Saved data entries
start

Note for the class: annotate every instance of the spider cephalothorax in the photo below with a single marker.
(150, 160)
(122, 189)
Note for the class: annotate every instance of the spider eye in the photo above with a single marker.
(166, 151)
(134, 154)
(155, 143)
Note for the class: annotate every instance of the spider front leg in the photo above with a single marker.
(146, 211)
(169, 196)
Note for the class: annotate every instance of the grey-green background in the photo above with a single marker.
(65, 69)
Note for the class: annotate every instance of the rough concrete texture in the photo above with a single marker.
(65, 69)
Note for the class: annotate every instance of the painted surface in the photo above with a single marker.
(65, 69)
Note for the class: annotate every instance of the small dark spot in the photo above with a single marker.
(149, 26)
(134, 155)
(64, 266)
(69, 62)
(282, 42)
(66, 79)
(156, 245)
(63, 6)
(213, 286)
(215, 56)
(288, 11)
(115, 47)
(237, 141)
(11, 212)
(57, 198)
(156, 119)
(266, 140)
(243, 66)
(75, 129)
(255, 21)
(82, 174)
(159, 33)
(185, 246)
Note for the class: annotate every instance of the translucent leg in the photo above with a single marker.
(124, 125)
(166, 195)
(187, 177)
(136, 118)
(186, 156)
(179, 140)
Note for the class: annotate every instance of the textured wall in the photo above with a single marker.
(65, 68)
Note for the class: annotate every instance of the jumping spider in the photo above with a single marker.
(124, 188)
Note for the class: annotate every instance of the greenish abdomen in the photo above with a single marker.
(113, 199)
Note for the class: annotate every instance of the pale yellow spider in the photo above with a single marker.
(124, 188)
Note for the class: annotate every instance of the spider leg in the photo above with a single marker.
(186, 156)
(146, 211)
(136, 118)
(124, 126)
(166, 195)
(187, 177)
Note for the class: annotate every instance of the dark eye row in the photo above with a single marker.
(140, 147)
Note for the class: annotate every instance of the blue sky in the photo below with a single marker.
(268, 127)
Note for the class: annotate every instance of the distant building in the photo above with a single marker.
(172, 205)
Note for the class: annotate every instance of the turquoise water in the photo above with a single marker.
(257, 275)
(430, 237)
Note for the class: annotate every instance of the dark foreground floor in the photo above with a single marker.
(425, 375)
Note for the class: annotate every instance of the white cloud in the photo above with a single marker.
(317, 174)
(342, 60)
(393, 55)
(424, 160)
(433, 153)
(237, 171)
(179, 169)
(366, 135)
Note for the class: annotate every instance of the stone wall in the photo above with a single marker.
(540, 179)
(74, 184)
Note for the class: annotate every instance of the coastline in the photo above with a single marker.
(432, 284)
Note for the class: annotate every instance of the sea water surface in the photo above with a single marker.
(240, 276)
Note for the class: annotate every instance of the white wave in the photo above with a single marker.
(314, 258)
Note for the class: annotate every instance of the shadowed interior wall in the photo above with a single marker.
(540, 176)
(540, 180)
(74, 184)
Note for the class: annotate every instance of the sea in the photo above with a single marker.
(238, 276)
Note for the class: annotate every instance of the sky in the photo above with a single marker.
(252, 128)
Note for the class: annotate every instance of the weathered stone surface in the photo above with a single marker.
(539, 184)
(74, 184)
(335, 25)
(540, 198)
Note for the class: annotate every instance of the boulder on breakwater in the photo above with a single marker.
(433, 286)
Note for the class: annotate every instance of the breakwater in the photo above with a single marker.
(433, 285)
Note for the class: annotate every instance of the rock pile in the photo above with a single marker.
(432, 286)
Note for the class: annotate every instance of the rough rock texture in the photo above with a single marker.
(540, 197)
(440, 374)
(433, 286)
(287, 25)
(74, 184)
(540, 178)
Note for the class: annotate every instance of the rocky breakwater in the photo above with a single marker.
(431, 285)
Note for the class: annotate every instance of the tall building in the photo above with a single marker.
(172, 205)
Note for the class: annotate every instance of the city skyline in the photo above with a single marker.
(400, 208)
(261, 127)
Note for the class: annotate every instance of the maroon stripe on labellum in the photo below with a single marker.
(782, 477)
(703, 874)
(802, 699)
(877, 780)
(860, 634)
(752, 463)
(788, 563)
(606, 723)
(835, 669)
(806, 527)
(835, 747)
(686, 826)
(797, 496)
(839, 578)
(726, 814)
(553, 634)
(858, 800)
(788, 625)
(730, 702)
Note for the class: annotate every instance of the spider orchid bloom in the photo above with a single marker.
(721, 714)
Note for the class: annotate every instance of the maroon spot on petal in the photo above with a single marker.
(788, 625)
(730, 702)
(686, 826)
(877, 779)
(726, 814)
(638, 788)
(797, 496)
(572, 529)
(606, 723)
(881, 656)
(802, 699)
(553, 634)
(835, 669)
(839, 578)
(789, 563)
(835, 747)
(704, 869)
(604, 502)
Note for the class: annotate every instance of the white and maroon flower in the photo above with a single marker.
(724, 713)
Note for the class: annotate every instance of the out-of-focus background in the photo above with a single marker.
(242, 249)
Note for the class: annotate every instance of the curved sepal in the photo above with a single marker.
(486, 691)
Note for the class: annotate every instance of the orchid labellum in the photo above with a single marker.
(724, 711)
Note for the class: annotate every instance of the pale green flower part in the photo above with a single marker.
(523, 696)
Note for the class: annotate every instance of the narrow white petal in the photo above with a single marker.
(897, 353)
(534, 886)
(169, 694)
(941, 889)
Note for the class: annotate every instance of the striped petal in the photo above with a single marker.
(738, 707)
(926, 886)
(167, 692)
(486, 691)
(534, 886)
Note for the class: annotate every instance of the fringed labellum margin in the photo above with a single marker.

end

Task statement:
Reproduce all of the entries above word for word, leaving every line unchanged.

Solution below:
Note for the class: annotate every instance of the spider cephalothorax in the photo below with a single marker.
(150, 160)
(122, 189)
Note for the class: annotate every instance of the spider eye in the photo above with a single marker.
(166, 151)
(134, 154)
(155, 143)
Note for the class: annotate every instance of the spider front leg in the photo above with a single marker.
(146, 211)
(169, 196)
Note for the class: annotate every instance of the grey-green background in the photo above with a single marker.
(65, 69)
Note for the class: annotate every instance of the rough concrete texture in the photo above with a single marker.
(65, 69)
Note for the class: annotate every instance of the painted surface in the photo above with a single marker.
(65, 69)
Note for the class: annotate every instance of the small dark spot in the photo above with a single marker.
(149, 26)
(134, 155)
(64, 266)
(69, 62)
(282, 42)
(66, 79)
(156, 245)
(63, 6)
(213, 286)
(215, 56)
(288, 11)
(115, 47)
(237, 141)
(11, 212)
(57, 198)
(156, 119)
(266, 140)
(243, 66)
(75, 129)
(255, 21)
(82, 174)
(159, 33)
(185, 246)
Note for the class: annotate every instance of the translucent leg in the photo above with a single marker.
(124, 125)
(166, 195)
(187, 177)
(136, 118)
(186, 156)
(179, 140)
Note for the class: annotate every instance of the textured wall in the photo above with a single marker.
(65, 68)
Note for the class: annotate every instance of the jumping spider in the photo above with a single marker.
(124, 188)
Note for the class: annotate every instance of the greenish abdomen in the photo above with a single marker.
(113, 199)
Note for the class: annotate every instance of the pale yellow spider in the photo above with a single marker.
(124, 188)
Note for the class: annotate every instance of the spider leg in the photo above with a single marker.
(186, 156)
(146, 211)
(136, 118)
(124, 126)
(166, 195)
(187, 177)
Note for the class: annotate every instance of the dark eye row in the photo above with a single marker.
(140, 147)
Note for the class: annotate every instance of the blue sky in the photo below with a single marker.
(268, 127)
Note for the class: annotate every instance of the distant building in the photo above with a single marker.
(172, 205)
Note for the class: annotate every instance of the turquoise water in the photo above with a single marker.
(257, 275)
(430, 237)
Note for the class: annotate every instance of the dark foreground floor in the photo above with a single marker.
(425, 375)
Note for the class: annotate every instance of the white cloud in the photo above with a single marker.
(317, 174)
(342, 60)
(393, 55)
(424, 160)
(433, 153)
(237, 171)
(179, 169)
(366, 135)
Note for the class: annotate every instance of the stone wall in the photo above with a single marker.
(540, 179)
(74, 184)
Note for the class: annotate every instance of the coastline in the photo above with a single marker.
(432, 284)
Note for the class: annotate every instance of the sea water surface in the photo above with a single marker.
(240, 276)
Note for the class: annotate every instance of the white wave in the photo above with a single marker.
(314, 258)
Note for the class: annotate every instance of the shadowed interior wall in the photo above with a single marker.
(540, 176)
(540, 180)
(74, 184)
Note for the class: annotate every instance of the sea in the photo above with a single marker.
(238, 276)
Note for the class: annotate every instance of the sky in the photo above with a single marker.
(252, 128)
Note for the class: annotate every instance of the weathered stone surface in the photo above with a single marker.
(539, 184)
(74, 184)
(335, 25)
(540, 198)
Note for the class: annotate every instance of the boulder on breakwater in the photo above with a single marker.
(433, 286)
Note for the class: annotate every instance of the breakwater in the photo above with a single marker.
(433, 285)
Note for the class: annotate every instance of the rock pile in the photo above with a single marker.
(432, 286)
Note for the class: annotate every instance of the rough rock texture in the photo above with a single marker.
(540, 197)
(440, 374)
(433, 286)
(287, 25)
(74, 184)
(540, 178)
Note for the class: annotate every instance of the rocky breakwater in the photo above with a single marker.
(431, 285)
Note for the class: annotate every instance of the tall building in the photo above with a single marker.
(172, 205)
Note for the class: annotate every instance of the city skyline in the photo above with a single marker.
(400, 208)
(261, 127)
Note for the class: annotate every instance of the maroon stripe on labellum in the photo below with a single marker.
(782, 477)
(703, 874)
(802, 699)
(877, 780)
(860, 634)
(752, 463)
(788, 563)
(606, 723)
(835, 669)
(806, 527)
(835, 747)
(686, 826)
(797, 496)
(839, 578)
(726, 814)
(553, 634)
(858, 800)
(788, 625)
(730, 702)
Note for the class: annotate every instance of the spider orchid bloom in the photo above with a single marker.
(721, 714)
Note for the class: annotate every instance of the maroon spot on petal in the photo above with a single marker.
(788, 625)
(730, 702)
(686, 826)
(877, 779)
(726, 814)
(638, 788)
(797, 496)
(572, 529)
(606, 723)
(881, 656)
(802, 699)
(553, 634)
(835, 669)
(839, 578)
(789, 563)
(835, 747)
(704, 869)
(604, 502)
Note for the class: annotate every instance of the white and maroon flower in the photo above with a single marker.
(724, 713)
Note for the class: annotate every instance of the out-of-focus background in the photo above with a single marker.
(242, 249)
Note for the class: annotate every instance of the curved sepal in the photo above with a single marker.
(486, 691)
Note for the class: annotate every instance of the orchid labellum in the photo above with a single marker.
(724, 711)
Note for the class: annotate every instance of the pale green flower part in the photo above with a single marker.
(523, 696)
Note for the class: annotate every instance of the narrow white petal in the photo above with a single marker.
(897, 353)
(534, 886)
(169, 694)
(941, 889)
Note for the class: annotate every instance of the striped petal in the photo above with a single marker.
(738, 707)
(926, 886)
(167, 692)
(486, 691)
(534, 886)
Note for the class: annotate every instance of the fringed labellum margin in the photo above with a single marker.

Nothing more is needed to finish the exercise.